# [Required work]
Exactly as written, give again the line with "of the building." and all subsequent lines through the end of the records.

# [Records from a collection]
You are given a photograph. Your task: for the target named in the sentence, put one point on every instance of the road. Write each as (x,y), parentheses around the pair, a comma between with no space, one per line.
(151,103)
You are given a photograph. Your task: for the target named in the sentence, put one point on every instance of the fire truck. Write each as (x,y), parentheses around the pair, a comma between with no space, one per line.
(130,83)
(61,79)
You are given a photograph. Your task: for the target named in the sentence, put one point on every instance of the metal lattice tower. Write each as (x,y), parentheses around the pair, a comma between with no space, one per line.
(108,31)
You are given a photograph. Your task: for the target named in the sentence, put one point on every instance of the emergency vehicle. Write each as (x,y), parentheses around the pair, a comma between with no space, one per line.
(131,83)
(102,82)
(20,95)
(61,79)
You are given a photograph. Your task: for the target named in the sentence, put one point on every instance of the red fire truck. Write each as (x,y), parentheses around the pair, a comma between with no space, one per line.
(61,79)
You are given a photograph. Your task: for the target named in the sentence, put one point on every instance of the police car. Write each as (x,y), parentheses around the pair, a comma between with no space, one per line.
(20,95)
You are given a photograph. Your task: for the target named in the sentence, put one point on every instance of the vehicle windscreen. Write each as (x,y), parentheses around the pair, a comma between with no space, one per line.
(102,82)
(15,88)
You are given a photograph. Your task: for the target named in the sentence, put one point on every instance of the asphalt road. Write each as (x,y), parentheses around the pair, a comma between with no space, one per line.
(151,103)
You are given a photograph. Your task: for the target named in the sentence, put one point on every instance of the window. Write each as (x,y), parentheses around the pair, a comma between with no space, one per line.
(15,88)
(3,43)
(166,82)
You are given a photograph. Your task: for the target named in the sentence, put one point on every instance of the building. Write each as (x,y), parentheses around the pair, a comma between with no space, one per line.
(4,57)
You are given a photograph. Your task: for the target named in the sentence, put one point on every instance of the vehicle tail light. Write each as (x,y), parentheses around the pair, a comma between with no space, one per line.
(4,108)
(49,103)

# [Answer space]
You are given a photograph. Your task: for the target named in the sentence, put one point on every instance of the building. Write each as (x,y), parentheses around the pair, a comma between with no space, one per line.
(4,57)
You are given a photograph. Your task: for the target named in the sentence, put one point on every instance of the vehicle tail light. Write each as (x,y), parentheses around the pair, a comma between with no space, one per line.
(4,108)
(49,103)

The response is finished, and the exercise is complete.